> [Directive] Please pull out every line below that contains the word "water", and copy each one in full.

> [Records provided]
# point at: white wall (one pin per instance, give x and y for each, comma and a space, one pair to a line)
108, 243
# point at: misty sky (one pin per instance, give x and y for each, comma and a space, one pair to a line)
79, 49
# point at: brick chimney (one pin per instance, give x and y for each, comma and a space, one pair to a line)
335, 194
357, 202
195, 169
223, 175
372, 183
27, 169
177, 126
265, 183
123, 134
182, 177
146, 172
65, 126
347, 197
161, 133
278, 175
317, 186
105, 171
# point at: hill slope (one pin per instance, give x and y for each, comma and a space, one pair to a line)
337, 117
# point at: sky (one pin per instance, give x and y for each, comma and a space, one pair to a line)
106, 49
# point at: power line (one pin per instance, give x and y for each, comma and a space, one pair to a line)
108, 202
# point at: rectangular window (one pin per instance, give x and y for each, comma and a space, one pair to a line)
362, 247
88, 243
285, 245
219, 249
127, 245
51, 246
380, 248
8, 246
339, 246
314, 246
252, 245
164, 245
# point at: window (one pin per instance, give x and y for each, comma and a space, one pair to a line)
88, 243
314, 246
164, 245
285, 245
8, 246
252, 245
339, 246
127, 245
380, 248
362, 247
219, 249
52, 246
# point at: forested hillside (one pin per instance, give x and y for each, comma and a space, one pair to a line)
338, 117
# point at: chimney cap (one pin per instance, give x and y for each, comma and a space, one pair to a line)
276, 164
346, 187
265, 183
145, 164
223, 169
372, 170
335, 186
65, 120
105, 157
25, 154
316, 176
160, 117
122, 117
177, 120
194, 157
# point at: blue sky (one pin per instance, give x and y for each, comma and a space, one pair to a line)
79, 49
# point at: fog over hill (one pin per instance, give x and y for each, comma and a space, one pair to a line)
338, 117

--

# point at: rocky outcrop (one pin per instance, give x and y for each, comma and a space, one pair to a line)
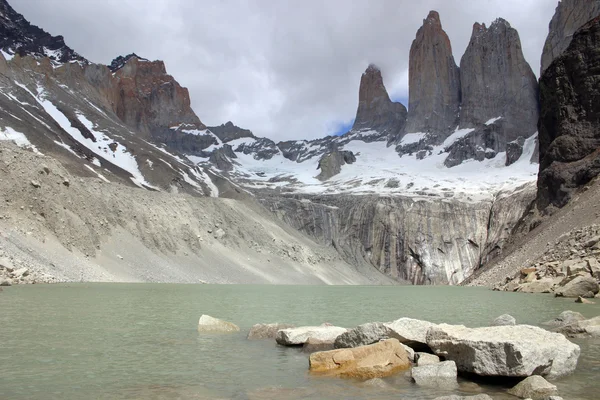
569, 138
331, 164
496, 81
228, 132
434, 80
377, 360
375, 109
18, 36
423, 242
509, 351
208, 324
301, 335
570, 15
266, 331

* * *

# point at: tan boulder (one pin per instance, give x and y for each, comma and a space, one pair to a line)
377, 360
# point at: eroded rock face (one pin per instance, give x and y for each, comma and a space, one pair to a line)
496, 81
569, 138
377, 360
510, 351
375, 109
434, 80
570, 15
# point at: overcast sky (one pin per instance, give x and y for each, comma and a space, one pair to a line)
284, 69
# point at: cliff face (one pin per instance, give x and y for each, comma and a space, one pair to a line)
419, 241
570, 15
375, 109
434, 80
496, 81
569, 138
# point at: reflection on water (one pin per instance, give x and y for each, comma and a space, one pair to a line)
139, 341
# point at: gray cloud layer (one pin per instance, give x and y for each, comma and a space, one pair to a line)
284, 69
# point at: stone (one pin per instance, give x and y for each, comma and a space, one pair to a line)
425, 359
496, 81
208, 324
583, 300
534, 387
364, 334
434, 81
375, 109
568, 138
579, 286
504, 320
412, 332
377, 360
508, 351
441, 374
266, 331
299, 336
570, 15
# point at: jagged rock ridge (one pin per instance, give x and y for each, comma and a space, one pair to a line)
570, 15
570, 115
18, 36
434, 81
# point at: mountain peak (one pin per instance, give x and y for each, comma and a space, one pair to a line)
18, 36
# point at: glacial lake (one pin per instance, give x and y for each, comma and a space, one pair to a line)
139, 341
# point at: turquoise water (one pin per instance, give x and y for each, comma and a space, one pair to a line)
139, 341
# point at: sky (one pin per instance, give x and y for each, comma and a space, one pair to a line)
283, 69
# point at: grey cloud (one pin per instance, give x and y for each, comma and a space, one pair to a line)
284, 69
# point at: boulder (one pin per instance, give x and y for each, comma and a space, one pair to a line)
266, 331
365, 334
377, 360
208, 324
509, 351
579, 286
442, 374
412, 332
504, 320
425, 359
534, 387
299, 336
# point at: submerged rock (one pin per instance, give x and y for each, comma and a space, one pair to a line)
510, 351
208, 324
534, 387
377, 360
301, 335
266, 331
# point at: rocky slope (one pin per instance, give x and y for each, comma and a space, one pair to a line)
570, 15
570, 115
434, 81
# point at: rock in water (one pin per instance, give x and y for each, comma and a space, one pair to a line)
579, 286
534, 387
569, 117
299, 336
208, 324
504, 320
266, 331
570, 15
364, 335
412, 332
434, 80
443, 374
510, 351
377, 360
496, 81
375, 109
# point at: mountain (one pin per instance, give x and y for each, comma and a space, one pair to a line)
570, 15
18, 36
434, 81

> [Task solution]
# point at: reflection on water (one pin per instance, give x and y for each, comma and a space, one pair to a line)
# point at: turquoise water (one pin per instance, give x and y for each, comma and a space, one pair to a line)
# point at: rock in water (one pin per instance, give x and y for each, comma and a space, one pair to a line)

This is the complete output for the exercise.